--- Start of Stored records ---

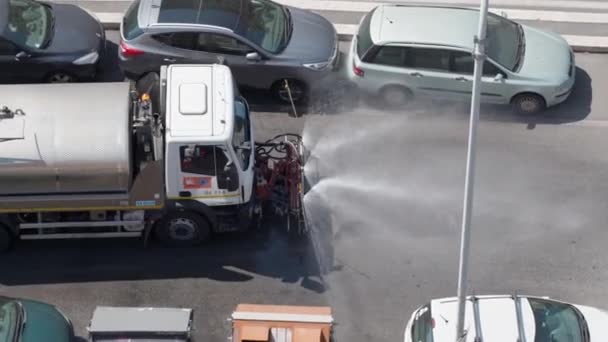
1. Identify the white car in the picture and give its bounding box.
[404,295,608,342]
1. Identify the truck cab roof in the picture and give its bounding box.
[161,64,236,141]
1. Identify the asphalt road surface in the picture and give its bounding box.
[0,31,608,342]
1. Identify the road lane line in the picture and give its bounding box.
[277,0,608,24]
[72,0,608,10]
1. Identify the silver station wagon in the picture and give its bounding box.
[345,5,576,114]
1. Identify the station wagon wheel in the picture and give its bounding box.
[46,71,76,83]
[156,211,211,246]
[272,79,307,104]
[511,93,546,115]
[380,86,412,109]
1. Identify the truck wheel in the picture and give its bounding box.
[0,225,14,253]
[156,211,211,247]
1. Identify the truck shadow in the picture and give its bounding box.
[0,218,325,293]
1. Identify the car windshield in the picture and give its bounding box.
[234,0,292,54]
[0,297,19,341]
[5,0,53,49]
[486,14,524,71]
[529,298,585,342]
[412,305,433,342]
[158,0,292,54]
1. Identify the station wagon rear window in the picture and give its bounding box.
[357,9,376,58]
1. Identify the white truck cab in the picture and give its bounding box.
[161,64,255,206]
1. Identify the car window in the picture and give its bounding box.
[486,14,525,71]
[357,9,376,59]
[528,298,584,342]
[232,100,251,170]
[122,0,144,40]
[4,0,54,49]
[0,39,18,56]
[153,32,198,50]
[196,33,253,56]
[412,305,433,342]
[234,0,293,54]
[451,51,503,77]
[406,48,450,71]
[371,46,407,67]
[158,0,292,54]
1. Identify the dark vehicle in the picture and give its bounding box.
[0,0,105,83]
[119,0,339,102]
[0,296,74,342]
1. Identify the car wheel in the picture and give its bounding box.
[511,93,546,115]
[380,86,412,109]
[272,79,308,104]
[46,71,76,83]
[0,225,14,253]
[156,211,211,247]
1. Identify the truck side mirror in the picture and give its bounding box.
[224,160,234,172]
[245,51,262,62]
[15,51,31,61]
[239,141,251,151]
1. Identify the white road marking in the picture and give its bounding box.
[334,24,608,51]
[277,0,608,24]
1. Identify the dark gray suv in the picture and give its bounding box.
[119,0,339,102]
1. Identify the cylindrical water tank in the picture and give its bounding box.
[0,83,131,197]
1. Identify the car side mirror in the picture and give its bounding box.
[245,51,262,62]
[15,51,30,60]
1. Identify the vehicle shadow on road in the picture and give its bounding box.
[0,220,325,293]
[365,68,593,129]
[241,76,359,117]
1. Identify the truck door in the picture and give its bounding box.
[167,143,240,205]
[232,96,254,202]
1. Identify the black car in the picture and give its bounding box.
[0,0,105,83]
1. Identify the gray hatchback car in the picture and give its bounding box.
[119,0,339,102]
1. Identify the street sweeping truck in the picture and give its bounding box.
[0,64,303,250]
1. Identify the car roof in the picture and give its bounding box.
[140,0,243,30]
[370,4,479,50]
[430,295,536,342]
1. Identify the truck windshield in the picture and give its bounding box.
[412,305,433,342]
[5,0,53,49]
[0,297,19,341]
[179,145,229,176]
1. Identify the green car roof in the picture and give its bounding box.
[370,5,479,50]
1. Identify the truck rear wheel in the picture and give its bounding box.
[156,211,211,247]
[0,224,14,253]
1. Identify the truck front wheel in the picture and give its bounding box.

--- End of Stored records ---

--- Challenge ---
Extract, verbatim, the lines from the one containing "1. Identify the car roof" through the last line of the listing above.

--- Result ---
1. Identify the car roof in the picture and give its bounding box.
[140,0,243,30]
[370,4,479,50]
[430,295,536,342]
1. Identify the truck windshield in the picture and give its bounding box.
[412,305,433,342]
[5,0,53,49]
[0,297,19,341]
[179,145,229,176]
1. Identify the green car roof in the picture and give its bounding box.
[370,5,479,50]
1. Identify the truck rear wheel in the picture and give its bounding box.
[156,211,211,247]
[0,224,14,253]
1. Identify the truck front wheel in the picture and give its bounding box.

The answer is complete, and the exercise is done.